A collection of code and workflows for fine-tuning various Large Language Models (LLMs) on task-specific datasets

Fine-Tuning Large Language Models (LLMs)

This repository provides a practical guide to fine-tuning various open-source LLMs such as LLaMA 2, Mistral, etc., using efficient techniques like LoRA and Quantization. We use tools like Unsloth to make training faster and more memory-efficient.


Why Fine-Tuning?

Fine-tuning allows you to adapt a base LLM to your specific domain or task. Instead of relying solely on generic prompts or retrieval systems, you bake in behavior and knowledge directly into the model.


RAG vs Fine-Tuning

Category RAG (Retrieval-Augmented Generation) Fine-Tuning
Setup Easy and dynamic Requires training
Knowledge Type Real-time, updatable Static (baked into weights)

--

■ Problems to work on:
**1)** Write out the stretch of the fine-tuning guide from "This repository provides" through "(baked into weights)", reproducing its wording precisely.
**2)** Translate this sentence from the fine-tuning guide into Spanish: "We use tools like Unsloth to make training faster and more memory-efficient."
**3)** According to the fine-tuning guide, which efficient techniques does the repository use for fine-tuning open-source LLMs?

■ Collected material:
--

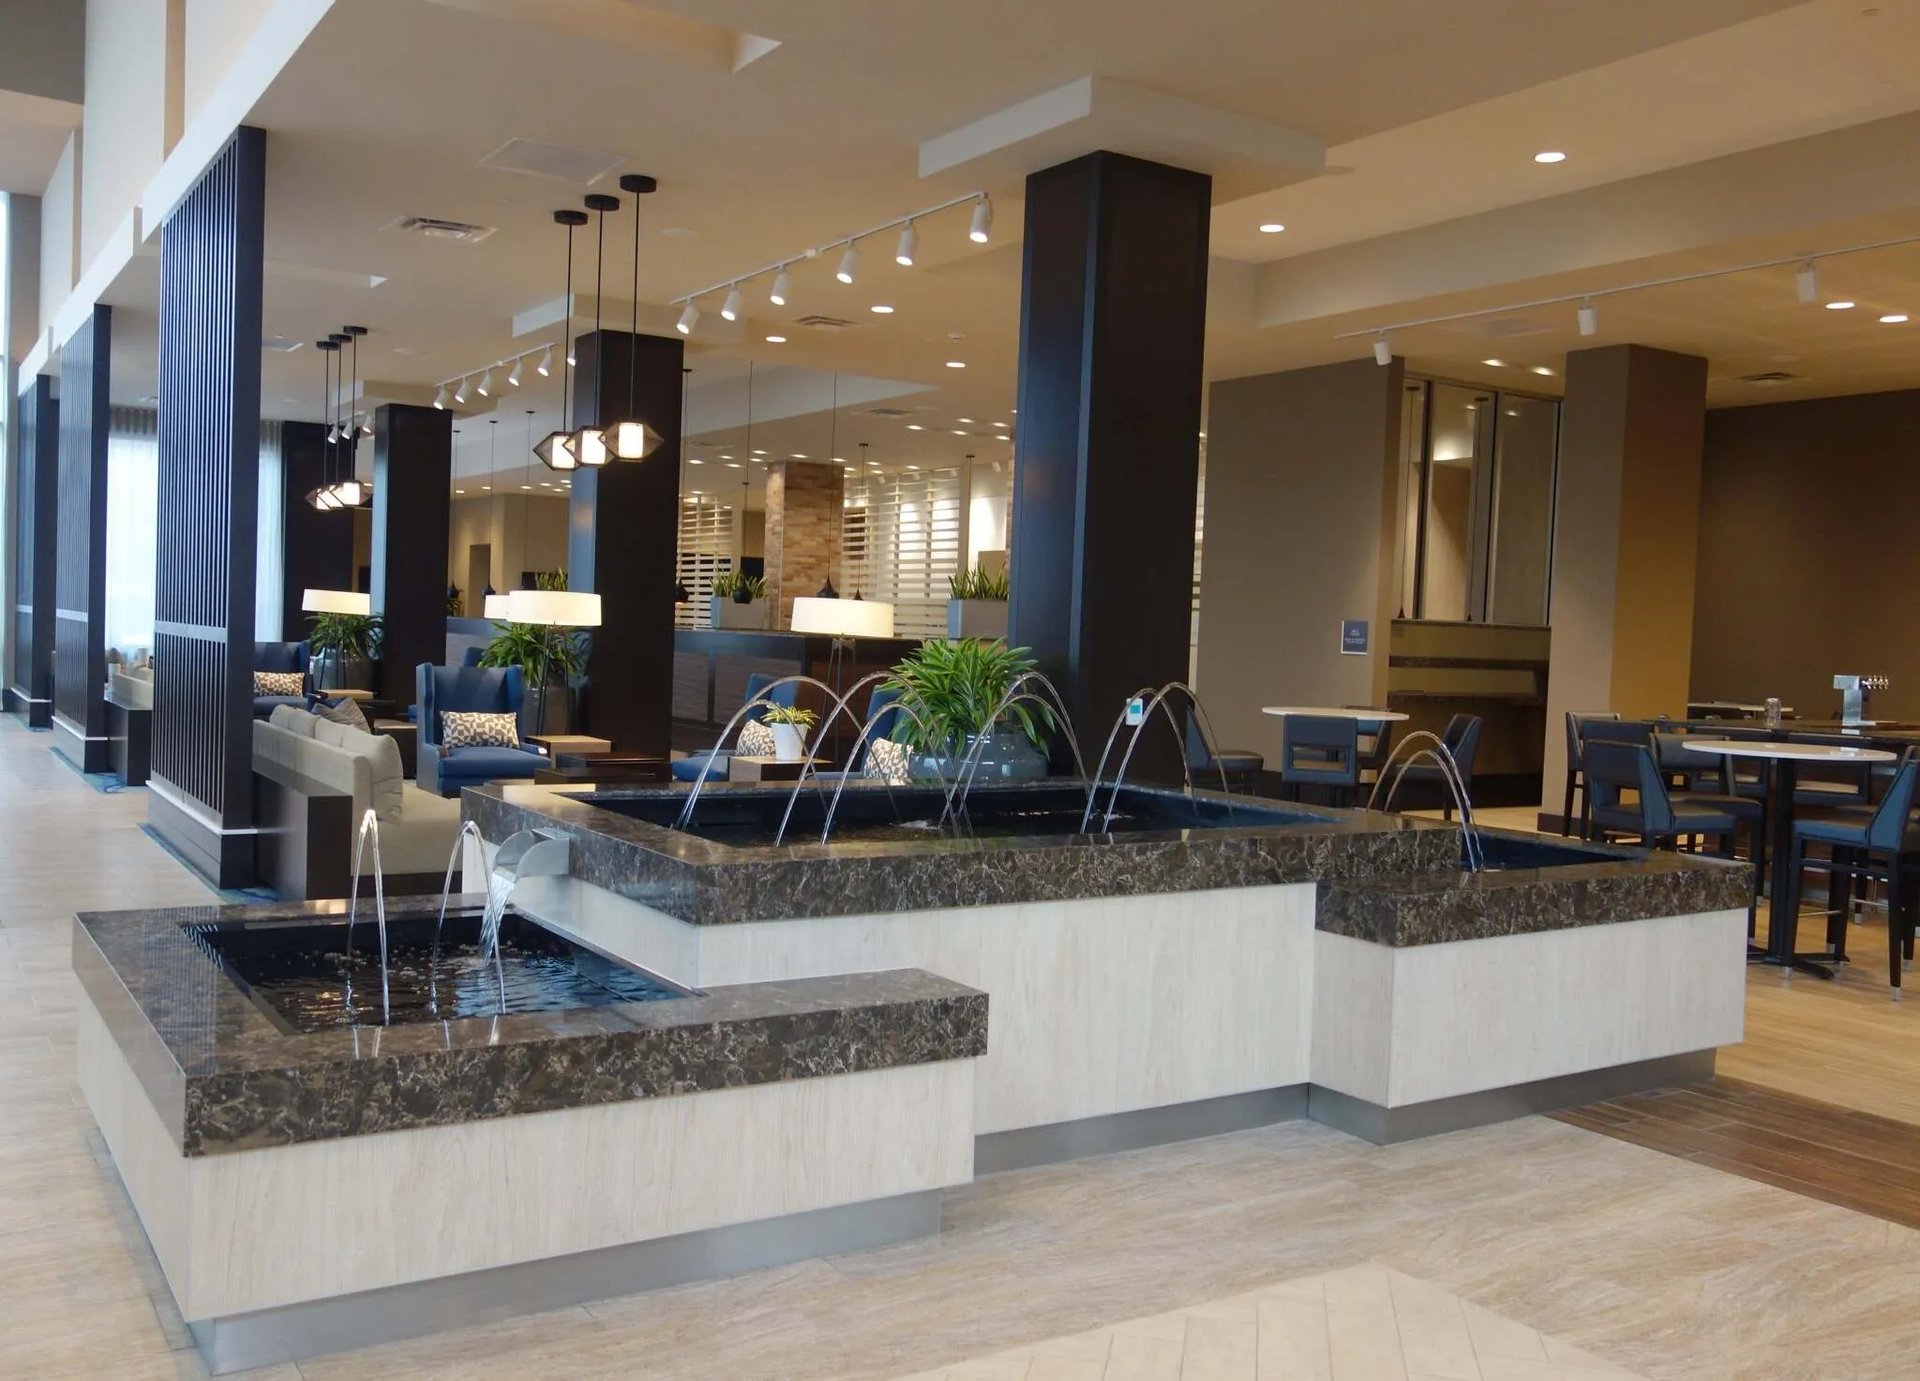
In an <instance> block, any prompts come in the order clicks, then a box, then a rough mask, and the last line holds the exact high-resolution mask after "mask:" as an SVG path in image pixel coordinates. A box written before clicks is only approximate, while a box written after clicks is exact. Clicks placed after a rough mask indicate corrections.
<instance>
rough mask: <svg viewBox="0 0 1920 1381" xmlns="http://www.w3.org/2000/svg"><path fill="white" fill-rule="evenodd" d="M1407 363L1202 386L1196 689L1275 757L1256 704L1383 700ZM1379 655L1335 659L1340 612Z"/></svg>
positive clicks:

--

■ Answers to the tasks:
**1)**
This repository provides a practical guide to fine-tuning various open-source LLMs such as LLaMA 2, Mistral, etc., using efficient techniques like LoRA and Quantization. We use tools like Unsloth to make training faster and more memory-efficient.


Why Fine-Tuning?

Fine-tuning allows you to adapt a base LLM to your specific domain or task. Instead of relying solely on generic prompts or retrieval systems, you bake in behavior and knowledge directly into the model.


RAG vs Fine-Tuning

Category RAG (Retrieval-Augmented Generation) Fine-Tuning
Setup Easy and dynamic Requires training
Knowledge Type Real-time, updatable Static (baked into weights)

**2)** Usamos herramientas como Unsloth para que el entrenamiento sea más rápido y eficiente en el uso de memoria.

**3)** LoRA and Quantization.